Brief: Identify each line of the data below that contains the word "sleeve", and copy every such line in full.

Data for pointing and labeling

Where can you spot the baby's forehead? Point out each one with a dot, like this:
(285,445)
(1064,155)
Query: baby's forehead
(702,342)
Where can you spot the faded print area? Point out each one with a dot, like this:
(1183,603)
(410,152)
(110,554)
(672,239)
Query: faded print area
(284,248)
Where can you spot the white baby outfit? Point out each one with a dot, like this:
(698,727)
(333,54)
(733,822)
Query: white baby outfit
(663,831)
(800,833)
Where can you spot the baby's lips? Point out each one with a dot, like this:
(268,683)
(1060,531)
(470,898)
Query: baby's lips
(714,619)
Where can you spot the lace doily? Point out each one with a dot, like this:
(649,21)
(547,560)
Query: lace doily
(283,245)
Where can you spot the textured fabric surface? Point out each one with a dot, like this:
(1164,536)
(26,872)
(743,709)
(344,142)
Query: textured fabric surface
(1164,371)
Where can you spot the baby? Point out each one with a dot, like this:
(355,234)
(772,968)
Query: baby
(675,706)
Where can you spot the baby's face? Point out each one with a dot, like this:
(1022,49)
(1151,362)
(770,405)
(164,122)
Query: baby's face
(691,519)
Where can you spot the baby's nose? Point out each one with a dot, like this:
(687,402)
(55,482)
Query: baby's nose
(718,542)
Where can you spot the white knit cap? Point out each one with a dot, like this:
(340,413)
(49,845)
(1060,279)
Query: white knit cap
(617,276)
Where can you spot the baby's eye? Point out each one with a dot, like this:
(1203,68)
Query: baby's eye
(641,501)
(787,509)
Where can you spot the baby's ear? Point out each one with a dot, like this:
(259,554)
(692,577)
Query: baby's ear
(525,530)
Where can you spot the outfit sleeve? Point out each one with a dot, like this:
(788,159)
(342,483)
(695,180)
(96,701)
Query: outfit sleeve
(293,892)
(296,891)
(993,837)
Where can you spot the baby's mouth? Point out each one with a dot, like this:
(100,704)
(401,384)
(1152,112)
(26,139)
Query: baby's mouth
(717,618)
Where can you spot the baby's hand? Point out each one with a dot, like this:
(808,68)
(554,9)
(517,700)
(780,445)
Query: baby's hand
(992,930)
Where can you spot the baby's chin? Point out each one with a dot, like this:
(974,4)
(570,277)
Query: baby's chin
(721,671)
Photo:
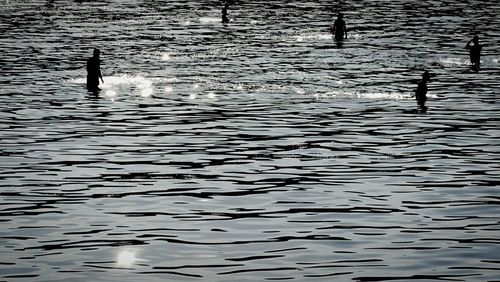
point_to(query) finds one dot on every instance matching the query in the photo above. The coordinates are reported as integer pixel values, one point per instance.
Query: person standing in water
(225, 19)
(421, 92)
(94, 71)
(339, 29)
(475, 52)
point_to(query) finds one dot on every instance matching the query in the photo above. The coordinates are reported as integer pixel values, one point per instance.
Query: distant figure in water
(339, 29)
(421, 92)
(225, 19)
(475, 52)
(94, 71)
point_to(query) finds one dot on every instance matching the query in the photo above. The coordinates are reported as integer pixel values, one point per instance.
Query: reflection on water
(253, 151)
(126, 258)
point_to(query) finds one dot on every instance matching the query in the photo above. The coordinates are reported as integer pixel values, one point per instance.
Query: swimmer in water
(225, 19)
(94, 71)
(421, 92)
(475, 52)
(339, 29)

==

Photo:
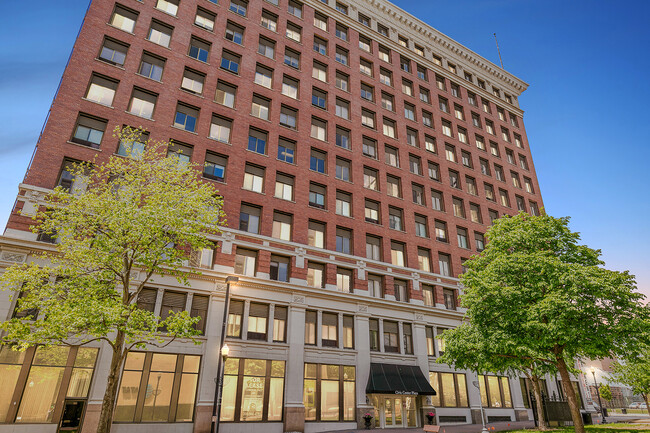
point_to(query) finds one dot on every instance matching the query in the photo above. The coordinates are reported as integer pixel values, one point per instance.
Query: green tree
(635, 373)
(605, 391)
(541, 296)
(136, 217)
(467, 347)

Expected answer:
Where can you spot the outfit sleeve? Point out each one with a dot, like this:
Query: outfit sleeve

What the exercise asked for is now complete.